◆ EXERCISE BRIEF ◆
Please reproduce the following records exactly, with nothing omitted.

------ LISTED ENTRIES ------

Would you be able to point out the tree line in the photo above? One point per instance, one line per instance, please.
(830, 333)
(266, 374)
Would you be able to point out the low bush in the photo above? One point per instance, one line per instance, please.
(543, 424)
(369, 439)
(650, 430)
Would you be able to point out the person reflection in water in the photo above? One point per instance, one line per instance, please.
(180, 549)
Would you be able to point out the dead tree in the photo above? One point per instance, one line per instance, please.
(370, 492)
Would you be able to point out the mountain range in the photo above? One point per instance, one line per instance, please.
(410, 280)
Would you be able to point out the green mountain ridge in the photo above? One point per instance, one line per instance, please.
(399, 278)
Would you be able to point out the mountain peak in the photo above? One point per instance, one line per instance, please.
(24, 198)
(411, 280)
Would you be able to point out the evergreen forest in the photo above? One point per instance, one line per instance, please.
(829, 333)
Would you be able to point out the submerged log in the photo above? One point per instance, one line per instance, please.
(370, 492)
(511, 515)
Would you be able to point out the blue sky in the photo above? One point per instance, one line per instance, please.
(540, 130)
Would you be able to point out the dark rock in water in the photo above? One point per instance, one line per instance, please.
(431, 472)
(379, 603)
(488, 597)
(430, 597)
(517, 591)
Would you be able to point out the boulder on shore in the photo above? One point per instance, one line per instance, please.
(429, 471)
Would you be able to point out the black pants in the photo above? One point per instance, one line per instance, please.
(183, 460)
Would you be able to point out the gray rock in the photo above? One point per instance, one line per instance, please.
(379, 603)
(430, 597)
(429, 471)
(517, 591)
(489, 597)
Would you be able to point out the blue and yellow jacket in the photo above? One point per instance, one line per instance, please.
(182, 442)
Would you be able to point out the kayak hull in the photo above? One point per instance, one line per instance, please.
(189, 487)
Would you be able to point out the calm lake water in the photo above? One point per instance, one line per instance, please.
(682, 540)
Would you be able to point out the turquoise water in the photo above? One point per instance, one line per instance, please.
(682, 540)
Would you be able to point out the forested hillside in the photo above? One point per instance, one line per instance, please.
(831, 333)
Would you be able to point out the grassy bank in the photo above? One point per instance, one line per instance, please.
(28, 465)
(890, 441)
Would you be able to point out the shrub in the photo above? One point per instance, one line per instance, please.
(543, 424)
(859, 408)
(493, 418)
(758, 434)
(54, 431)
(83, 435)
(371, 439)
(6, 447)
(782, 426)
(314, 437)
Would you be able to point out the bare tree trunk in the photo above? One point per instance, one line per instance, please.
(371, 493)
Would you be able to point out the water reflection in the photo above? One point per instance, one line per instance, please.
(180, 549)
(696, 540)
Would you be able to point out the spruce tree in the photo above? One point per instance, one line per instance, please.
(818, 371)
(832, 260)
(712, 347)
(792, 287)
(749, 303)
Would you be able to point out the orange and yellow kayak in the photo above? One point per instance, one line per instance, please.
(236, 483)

------

◆ OUTPUT ◆
Would you be able to point out the tree line in the photo above? One point per instance, one line per instance, please.
(830, 333)
(266, 374)
Would you be able to point out the low bush in the photo above? One point per instance, one line per instance, please.
(543, 424)
(369, 439)
(650, 430)
Would you be able to point out the person reflection in water in the photo above? One point per instance, one line per instance, please.
(180, 549)
Would you be able to point out the dead tree in the photo above? One point per instance, one line per instance, please.
(370, 492)
Would you be able to point out the mountain range in the photo above? One point per instance, one line per instance, please.
(410, 280)
Would you be able to point out the green mountain ridge in the photo above? One point per instance, one line per instance, please.
(399, 278)
Would you be able to point out the mountain peak in the photo above? One point per instance, one line per instance, please.
(24, 198)
(411, 280)
Would you be able to point out the evergreen forest in the photo above? One point per instance, one line per instance, please.
(829, 333)
Would you be able to point out the submerged log in the photo above? One point per instance, one line per instance, please.
(370, 492)
(511, 515)
Would you be able to point out the blue sky in the photo above? One point per instance, one line per instance, please.
(540, 130)
Would you be able to point out the dark rock in water in the photo above? One point per instance, one line per instance, please.
(431, 472)
(379, 603)
(488, 597)
(430, 597)
(517, 591)
Would you be able to point out the boulder on shore in the photo above? One point per instance, one line per instance, please.
(429, 471)
Would you be able to point out the black pants in the photo above? One point per instance, one line per instance, please.
(183, 460)
Would you be able to point out the gray rock in the photo above? One point per instance, one line per instance, please.
(379, 603)
(430, 597)
(429, 471)
(517, 591)
(489, 597)
Would you be able to point out the blue and yellow jacket in the photo above? One point per instance, one line per instance, please.
(182, 442)
Would you be able to point out the kayak hull in the photo above? One point per instance, one line per instance, please.
(189, 487)
Would you be able to point out the calm lake water in the photo above? One point per instance, one line per instance, please.
(682, 540)
Would you be able to point out the turquoise water in the photo above? One point per instance, one line per instance, please.
(682, 540)
Would you be able to point out the forested hillside in the photo above? One point per instance, one line per instance, please.
(831, 333)
Would you be able to point out the grassy bank in the photo above? One point per instance, one line per instance, please.
(28, 465)
(890, 441)
Would you be able to point out the shrub in the photo above? One point per instance, one line per instance, please.
(543, 424)
(859, 408)
(493, 418)
(758, 434)
(54, 431)
(83, 435)
(371, 439)
(6, 447)
(782, 426)
(314, 437)
Would you be able to point out the bare tree trunk in the photo above? One point per instance, one line per instance, please.
(371, 493)
Would you be able to point out the water reflection in the photo above? One point per instance, one line per instance, please.
(180, 549)
(696, 540)
Would you be able to point out the spruce tree in the photo above? One point per instance, one line per instance, please.
(818, 371)
(832, 260)
(712, 347)
(792, 287)
(749, 303)
Would you be able to point out the orange and yellow kayak in the photo above? One point per instance, one line per instance, please.
(236, 483)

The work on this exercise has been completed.